▶ **Text segment**
※ ※ ※

Circling back to the script you abandoned for Little Monsters. I guess it isn’t one you plan to go back to?
Oh no, I’ve given up on that one. That is one thing I’m pretty good at, if something isn’t working out for me, I’ll just get rid of it because obviously it’s not working for a reason. And I’ve also realised that I need my movies to tell me something about my life at that point, and Down Under taught me to question the sort of world I was bringing my child into. Little Monsters is now what he taught me about the world. And my next thing, which I’ve been working on for a couple of years, is — without giving anything away — something that I’m always thinking about.
Are you talking about the Miss Universe project?
That is Miss Universe, yeah.
Um…accurate enough to kind of keep people guessing what it is (laughs).
And that it does.
Men in Black is the type of movie that I’ve always wanted to make. I’ve always wanted to make a big studio film. What I love about Men in Black is the story works so well, as does the relationship between the characters. So, the reference to that is very accurate. You know, it’s science fiction. I’d say it’s an alien invasion movie with characters in it that wouldn’t traditionally be in an alien invasion movie. That’s the best way to describe it.

※ ※ ※

▶ **Recorded data**
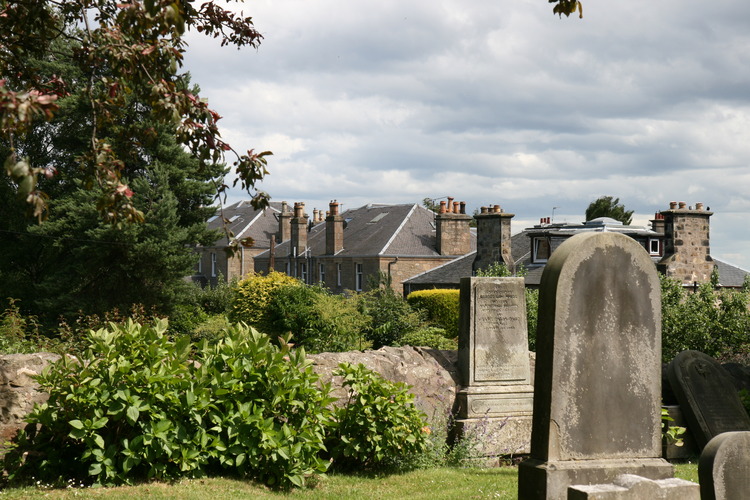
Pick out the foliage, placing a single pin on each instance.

※ ※ ※

▶ **Exercise goal**
Write the next part of the filmmaker interview about Little Monsters and the Miss Universe project, starting after its final line. The listing was taken from a different source than the interview.

▶ **Result**
That certainly sounds pretty interesting. Watch this space, I guess. And I believe you’re teaming with Lupita once again for this next project?
Yes, that’s right. She’s producing it with us. It’s taking up quite a lot of my time at the moment, making sure that we get it right before we can move forward. I feel like I have something important to say with this movie, again about what we’re going through in the world and to show there may be a way of bringing the world together. So, it’s aiming for something pretty high, but again, it’s trying to do it in a way that’s pretty unexpected and that subverts our expectations in terms of genre.
Before you do a runner. I read it was surprisingly easy to get Lupita on board for Little Monsters, but what was it like working with her? She’s a real powerhouse of talent, huh?
Oh yeah, man. It was hands down one of the best experiences — certainly of my career and probably of my life — collaborating with her on that character and seeing what she brought to the role. She recognised the proof of that character, what she represented, and what she says in the story. She not only recognised that but then delivered it at such a truthful level, and she’s also great with the comedy aspect too. There was a reason why, before I met her or even got in contact with her, it registered she was right for the role. When I saw 12 Years a Slave, which is one of my favourite films — and Steve McQueen is one of my favourite filmmakers — I was particularly blown away by her performance. And, maybe it’s strange that was the performance that made me realise I wanted her to play Miss Caroline, but the reasons I did want her to play that character is she had such a strength and charisma that are so truthful and believable. If Lupita Nyong’o was the woman looking after my son during a zombie apocalypse, I’d feel pretty good about that.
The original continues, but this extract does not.